[Segmentation labeling entries]

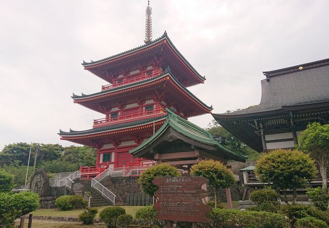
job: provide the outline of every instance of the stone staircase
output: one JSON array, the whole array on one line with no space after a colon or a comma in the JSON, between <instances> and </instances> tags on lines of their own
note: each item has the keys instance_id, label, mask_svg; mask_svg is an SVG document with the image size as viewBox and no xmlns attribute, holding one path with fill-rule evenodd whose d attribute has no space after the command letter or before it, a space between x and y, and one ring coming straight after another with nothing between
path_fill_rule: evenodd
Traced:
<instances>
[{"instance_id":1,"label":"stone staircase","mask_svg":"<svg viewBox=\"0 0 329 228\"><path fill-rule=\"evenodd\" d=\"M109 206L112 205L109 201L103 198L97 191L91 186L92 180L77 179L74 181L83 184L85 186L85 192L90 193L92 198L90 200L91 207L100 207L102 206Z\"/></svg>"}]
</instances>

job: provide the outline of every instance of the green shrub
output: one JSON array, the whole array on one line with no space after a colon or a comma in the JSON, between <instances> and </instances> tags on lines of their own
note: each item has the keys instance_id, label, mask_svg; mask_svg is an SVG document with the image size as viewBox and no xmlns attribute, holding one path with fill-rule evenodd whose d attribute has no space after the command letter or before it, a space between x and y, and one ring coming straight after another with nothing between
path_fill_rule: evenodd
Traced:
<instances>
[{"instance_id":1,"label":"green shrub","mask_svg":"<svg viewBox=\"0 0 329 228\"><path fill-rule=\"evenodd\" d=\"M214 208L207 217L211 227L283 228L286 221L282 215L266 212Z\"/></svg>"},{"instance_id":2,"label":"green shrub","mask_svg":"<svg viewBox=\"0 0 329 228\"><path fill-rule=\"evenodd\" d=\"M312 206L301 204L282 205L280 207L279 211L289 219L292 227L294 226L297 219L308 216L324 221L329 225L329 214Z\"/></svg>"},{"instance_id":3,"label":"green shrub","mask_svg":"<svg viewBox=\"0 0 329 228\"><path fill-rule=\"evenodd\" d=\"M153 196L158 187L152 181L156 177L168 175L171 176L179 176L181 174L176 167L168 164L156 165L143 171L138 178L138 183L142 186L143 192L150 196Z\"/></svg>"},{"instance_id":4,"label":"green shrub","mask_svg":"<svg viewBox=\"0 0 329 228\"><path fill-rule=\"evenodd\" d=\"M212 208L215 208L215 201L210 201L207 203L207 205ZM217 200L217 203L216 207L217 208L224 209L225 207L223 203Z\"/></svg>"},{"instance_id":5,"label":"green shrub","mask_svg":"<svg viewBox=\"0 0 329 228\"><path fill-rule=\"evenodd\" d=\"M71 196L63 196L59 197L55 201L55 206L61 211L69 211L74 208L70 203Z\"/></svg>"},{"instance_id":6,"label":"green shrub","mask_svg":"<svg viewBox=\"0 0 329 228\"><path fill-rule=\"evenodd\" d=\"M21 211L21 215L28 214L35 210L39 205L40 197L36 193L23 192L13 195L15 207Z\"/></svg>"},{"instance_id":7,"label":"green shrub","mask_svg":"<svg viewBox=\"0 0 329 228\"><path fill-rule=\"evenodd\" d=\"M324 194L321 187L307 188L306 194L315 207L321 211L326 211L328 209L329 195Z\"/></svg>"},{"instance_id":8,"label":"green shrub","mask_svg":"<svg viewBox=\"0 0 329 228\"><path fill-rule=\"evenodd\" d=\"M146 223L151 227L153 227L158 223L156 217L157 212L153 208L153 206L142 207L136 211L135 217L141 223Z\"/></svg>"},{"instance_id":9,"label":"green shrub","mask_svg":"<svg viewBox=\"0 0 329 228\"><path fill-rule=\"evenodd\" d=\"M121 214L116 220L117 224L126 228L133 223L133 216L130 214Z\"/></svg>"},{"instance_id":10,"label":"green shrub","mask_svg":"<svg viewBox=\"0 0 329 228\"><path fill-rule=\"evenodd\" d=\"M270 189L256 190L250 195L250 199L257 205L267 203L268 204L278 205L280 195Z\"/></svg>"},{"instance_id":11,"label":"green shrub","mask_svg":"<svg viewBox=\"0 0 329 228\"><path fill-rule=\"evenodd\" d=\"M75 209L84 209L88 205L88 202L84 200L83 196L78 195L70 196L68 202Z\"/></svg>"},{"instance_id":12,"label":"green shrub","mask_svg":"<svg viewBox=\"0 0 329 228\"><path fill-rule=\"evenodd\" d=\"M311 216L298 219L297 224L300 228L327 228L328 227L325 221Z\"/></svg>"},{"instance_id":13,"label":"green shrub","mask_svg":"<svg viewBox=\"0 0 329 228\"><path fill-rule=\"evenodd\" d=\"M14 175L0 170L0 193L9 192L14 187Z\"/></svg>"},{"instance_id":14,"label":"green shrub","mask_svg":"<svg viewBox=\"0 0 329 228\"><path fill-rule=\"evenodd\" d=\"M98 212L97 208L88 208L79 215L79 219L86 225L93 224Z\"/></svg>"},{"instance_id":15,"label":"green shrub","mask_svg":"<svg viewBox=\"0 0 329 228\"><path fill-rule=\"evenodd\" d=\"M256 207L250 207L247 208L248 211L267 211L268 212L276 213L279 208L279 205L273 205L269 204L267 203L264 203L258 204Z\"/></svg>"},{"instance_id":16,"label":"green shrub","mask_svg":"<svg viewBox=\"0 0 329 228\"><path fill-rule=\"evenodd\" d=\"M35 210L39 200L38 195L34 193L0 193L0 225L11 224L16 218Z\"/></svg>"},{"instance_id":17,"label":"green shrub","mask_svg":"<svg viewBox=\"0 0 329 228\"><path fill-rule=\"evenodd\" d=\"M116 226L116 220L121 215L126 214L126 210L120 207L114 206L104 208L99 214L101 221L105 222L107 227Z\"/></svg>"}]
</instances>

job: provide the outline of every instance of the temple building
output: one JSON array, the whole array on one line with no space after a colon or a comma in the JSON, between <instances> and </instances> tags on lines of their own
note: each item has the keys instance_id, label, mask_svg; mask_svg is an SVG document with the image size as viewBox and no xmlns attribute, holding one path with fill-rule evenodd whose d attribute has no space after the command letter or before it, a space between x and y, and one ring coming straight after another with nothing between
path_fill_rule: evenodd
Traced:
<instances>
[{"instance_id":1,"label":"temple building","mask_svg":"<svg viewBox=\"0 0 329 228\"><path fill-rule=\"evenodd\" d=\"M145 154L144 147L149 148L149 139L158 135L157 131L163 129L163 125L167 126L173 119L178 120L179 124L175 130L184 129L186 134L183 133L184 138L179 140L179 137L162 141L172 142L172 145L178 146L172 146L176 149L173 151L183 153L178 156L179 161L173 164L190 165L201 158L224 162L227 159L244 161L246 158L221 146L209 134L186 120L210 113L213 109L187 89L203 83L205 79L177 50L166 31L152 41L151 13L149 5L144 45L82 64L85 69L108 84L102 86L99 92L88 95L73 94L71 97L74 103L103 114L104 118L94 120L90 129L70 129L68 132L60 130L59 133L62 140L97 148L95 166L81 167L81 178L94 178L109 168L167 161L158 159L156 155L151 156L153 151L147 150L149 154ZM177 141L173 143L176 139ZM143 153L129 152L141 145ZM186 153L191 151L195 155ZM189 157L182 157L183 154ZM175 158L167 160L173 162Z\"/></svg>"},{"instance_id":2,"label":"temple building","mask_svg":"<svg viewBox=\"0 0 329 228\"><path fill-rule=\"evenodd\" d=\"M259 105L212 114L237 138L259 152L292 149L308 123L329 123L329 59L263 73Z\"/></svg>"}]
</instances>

● **TASK GOAL**: Pull out all lines of the records that contain the word "every", copying each one in full.

● **SOLUTION TO THIS PROBLEM**:
job: provide the outline of every instance of the stone staircase
job: provide the outline of every instance of the green shrub
job: provide the outline of every instance of the temple building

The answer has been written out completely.